Na Alemanha, a “situação é tensa” e pode piorar, avisa regulador da energia

Alemães obrigados a reduzir um quinto do consumo de gás. Operadores europeus de redes de transporte energético alertam para a necessidade de salvaguardar já o Inverno de 2024.

Foto
Nord Stream 1 em Lubmin, na Alemanha. A Europa tem acusado a Rússia de usar a energia como arma contra as sanções Reuters/ANNEGRET HILSE

Os alemães vivem desde 23 de Junho em estado de alerta motivado pela ameaça de corte do gás natural russo. Apesar de a segurança do abastecimento estar “estável” e “salvaguardada” no presente, o regulador alemão da energia e telecomunicações, BNA, avisa famílias e empresas que devem estar preparadas para más notícias.

“A situação é tensa e a possibilidade de agravamento das condições não pode ser posta de parte”, lê-se no último ponto de situação publicado pelo BNA, na sexta-feira, 12 de Agosto.

**Faça isto**
Continue o texto sobre a crise do gás na Alemanha a partir da última frase apresentada.

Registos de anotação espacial
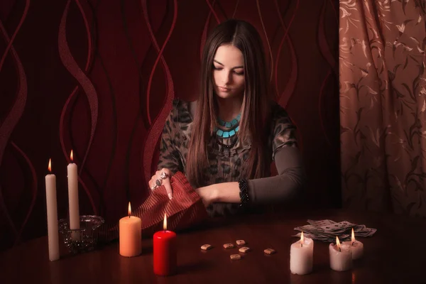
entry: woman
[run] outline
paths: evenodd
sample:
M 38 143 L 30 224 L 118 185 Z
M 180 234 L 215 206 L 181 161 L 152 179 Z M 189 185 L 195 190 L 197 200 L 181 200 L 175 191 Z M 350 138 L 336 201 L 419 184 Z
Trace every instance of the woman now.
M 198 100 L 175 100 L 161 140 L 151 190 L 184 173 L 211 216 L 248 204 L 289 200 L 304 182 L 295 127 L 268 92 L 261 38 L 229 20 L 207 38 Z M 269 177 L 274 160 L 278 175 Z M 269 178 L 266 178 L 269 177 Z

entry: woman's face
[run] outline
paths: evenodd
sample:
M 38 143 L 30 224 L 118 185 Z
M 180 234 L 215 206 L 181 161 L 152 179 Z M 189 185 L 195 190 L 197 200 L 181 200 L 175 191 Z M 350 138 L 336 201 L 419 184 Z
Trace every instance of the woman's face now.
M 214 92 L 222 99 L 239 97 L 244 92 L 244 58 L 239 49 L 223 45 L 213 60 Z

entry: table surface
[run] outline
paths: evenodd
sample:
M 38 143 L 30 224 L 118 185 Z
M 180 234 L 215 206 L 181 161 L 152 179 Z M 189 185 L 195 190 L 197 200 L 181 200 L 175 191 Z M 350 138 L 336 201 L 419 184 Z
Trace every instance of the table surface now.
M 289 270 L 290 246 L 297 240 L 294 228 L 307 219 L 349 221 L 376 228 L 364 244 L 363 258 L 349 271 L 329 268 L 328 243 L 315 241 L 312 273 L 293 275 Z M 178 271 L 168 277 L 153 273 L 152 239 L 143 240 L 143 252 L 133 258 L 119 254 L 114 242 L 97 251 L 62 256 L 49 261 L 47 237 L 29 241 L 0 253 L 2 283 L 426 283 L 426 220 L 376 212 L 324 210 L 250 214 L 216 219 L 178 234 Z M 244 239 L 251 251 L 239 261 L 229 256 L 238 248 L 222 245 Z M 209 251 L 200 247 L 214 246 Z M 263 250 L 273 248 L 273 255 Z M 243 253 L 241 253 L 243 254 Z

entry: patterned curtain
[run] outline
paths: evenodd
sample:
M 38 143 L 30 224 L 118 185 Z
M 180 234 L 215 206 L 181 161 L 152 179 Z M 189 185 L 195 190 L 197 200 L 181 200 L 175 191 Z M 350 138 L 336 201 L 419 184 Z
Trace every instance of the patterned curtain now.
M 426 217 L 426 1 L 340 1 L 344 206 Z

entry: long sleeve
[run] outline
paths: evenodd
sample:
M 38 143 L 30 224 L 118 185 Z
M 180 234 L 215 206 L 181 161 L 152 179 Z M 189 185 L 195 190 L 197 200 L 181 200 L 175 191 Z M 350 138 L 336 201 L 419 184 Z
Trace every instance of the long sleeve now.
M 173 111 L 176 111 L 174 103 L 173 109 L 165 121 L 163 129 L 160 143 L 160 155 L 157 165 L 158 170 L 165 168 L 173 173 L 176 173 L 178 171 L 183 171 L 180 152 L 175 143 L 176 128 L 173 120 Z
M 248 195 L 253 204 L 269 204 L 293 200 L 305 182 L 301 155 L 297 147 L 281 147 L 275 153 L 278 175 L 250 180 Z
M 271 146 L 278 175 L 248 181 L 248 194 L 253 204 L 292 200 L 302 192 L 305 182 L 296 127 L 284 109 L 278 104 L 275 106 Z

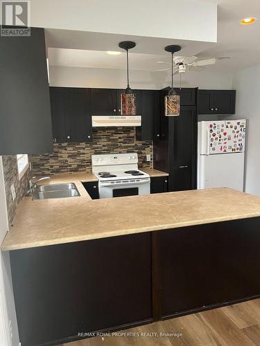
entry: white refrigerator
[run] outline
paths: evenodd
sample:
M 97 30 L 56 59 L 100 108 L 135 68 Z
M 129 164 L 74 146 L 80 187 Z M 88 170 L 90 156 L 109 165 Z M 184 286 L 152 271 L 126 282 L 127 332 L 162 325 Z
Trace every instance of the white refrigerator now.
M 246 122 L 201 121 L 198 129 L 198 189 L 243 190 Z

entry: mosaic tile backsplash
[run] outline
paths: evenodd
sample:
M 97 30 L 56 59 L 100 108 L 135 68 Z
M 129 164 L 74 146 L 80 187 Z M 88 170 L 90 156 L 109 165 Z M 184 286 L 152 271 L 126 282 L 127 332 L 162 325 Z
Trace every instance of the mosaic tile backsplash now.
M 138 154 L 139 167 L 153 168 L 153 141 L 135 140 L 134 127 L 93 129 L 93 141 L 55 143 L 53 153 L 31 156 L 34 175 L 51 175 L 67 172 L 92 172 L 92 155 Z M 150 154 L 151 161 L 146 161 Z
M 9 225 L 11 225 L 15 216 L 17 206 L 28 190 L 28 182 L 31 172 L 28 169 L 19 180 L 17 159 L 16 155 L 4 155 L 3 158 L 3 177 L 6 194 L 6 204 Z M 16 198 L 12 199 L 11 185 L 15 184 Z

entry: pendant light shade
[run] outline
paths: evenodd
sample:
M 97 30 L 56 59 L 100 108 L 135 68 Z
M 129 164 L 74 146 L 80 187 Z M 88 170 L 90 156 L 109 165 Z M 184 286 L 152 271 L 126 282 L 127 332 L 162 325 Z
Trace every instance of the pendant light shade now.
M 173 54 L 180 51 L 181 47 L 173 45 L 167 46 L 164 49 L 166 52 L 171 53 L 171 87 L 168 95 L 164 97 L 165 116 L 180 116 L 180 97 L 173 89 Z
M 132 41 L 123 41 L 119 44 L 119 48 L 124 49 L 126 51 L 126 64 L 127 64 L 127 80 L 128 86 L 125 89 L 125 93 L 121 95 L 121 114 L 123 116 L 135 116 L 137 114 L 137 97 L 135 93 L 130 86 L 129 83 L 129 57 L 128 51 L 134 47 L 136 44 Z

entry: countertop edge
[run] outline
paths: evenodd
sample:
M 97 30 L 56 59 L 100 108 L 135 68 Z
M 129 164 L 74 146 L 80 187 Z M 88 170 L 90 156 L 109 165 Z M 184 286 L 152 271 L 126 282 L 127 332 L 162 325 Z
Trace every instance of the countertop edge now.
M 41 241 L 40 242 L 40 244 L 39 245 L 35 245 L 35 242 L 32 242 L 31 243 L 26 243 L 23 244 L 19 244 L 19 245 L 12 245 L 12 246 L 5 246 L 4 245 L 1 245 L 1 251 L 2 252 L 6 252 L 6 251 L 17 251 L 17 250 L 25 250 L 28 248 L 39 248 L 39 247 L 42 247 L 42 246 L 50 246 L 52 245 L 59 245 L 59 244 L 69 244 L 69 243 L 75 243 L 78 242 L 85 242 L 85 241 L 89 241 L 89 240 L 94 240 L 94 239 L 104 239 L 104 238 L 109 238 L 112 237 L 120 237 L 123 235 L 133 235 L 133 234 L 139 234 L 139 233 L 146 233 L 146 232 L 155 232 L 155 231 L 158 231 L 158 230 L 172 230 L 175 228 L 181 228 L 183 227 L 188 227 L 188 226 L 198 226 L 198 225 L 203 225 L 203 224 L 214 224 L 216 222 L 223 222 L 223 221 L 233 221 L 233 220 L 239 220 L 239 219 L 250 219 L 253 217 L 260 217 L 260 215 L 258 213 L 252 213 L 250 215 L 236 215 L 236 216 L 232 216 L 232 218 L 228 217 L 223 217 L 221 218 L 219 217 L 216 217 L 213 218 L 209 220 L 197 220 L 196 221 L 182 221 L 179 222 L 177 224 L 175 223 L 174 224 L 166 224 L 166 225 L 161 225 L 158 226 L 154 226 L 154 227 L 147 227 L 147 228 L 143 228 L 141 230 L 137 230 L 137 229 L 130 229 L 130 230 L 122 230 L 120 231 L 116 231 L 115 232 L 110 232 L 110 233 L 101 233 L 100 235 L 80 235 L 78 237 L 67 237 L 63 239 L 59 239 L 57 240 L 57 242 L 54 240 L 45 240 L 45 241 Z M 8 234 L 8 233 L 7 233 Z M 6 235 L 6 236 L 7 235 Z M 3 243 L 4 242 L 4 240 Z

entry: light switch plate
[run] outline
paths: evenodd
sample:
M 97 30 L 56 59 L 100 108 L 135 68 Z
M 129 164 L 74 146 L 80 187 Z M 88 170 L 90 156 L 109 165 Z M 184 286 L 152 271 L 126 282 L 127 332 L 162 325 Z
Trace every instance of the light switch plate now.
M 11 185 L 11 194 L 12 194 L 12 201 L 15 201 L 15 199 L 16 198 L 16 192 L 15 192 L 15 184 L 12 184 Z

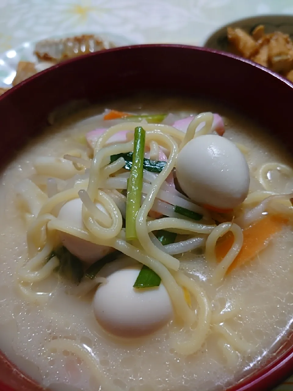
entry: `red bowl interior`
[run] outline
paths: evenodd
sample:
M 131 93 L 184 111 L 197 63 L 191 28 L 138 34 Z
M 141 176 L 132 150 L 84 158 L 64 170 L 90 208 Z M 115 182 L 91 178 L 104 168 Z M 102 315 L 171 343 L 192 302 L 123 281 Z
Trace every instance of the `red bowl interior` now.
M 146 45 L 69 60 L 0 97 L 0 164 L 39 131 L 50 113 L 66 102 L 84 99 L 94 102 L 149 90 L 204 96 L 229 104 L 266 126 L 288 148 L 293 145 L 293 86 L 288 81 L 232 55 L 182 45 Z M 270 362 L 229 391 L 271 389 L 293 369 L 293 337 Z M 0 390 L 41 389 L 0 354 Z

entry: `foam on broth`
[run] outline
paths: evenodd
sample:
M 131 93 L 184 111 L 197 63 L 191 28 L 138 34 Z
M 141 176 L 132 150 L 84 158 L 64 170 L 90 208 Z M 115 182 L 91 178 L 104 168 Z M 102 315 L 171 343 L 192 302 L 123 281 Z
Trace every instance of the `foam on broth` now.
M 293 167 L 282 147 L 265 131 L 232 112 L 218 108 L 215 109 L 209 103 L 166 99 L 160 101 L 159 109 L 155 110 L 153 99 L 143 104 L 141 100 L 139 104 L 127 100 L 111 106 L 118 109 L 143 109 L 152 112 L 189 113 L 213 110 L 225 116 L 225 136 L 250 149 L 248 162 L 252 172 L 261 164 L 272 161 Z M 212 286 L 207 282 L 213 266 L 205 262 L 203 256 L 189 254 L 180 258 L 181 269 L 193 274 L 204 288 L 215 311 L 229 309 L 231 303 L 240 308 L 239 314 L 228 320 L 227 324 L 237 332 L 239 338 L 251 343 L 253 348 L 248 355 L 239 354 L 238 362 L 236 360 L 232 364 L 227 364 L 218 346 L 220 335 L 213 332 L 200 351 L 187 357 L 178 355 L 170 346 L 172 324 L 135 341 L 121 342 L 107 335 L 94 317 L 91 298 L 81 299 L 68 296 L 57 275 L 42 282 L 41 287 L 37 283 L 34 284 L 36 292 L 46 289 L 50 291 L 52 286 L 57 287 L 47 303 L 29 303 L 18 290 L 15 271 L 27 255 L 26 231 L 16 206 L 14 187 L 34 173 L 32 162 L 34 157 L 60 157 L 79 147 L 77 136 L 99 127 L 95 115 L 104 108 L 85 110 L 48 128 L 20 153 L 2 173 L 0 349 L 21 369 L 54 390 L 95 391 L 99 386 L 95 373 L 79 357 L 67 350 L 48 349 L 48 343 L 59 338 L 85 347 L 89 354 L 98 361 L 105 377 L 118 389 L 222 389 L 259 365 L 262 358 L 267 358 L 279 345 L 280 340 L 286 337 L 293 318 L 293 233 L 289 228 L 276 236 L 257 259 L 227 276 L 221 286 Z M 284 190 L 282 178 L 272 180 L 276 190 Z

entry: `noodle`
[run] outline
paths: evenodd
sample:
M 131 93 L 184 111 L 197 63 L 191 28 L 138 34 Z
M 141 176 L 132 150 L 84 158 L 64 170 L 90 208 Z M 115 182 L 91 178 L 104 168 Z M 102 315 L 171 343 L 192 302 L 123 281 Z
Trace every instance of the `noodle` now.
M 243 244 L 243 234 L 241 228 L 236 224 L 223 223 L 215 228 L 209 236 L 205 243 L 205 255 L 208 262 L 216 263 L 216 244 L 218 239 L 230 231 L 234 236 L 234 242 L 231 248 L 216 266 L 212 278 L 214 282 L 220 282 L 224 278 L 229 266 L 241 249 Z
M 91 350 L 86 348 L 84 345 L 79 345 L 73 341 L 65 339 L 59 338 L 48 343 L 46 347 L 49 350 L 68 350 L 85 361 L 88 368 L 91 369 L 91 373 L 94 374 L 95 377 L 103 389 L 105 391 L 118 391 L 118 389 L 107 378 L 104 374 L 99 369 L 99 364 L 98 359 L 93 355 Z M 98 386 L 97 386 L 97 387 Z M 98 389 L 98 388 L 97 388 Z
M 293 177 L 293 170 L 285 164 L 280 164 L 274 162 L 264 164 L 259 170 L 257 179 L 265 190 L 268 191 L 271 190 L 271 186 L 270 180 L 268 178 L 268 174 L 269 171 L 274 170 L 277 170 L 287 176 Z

**Resultado do exercício**
Os fluxos de gás russo do Nordstream 1 (explorado pela estatal russa Gazprom) estão a 20% da capacidade máxima, mas as autoridades continuam a encher os tanques de armazenagem. A nível global, o armazenamento no país está nos 74,39%, mas o reservatório de Rehden, um dos maiores da Europa Ocidental, está apenas a 52,28% da capacidade.

Por força dos cortes no abastecimento, os preços grossistas permanecem “a um nível muito elevado”; por isso, “as empresas e os consumidores privados devem contar com um aumento considerável nos preços do gás”, lê-se ainda na nota do BNA.

Em declarações publicadas este domingo no Financial Times (FT), o presidente do BNA, Klaus Müller, voltou a fazer eco das preocupações das autoridades alemãs, que se debatem com a pior crise energética em muitos anos.

Os alemães foram instados a reduzir em 20% o seu consumo de gás e Müller, que tem em mãos a difícil tarefa de tarefa de decidir quem terá acesso ao gás se for necessário o racionamento, garante que, se a meta de poupança falhar, “há um sério risco de não haver gás que chegue”.

Ao FT, o regulador frisou que a Alemanha necessitará de importar gás natural liquefeito de (GNL) para compensar os volumes russos, mas também terá de recorrer às importações de gás de outros países europeus.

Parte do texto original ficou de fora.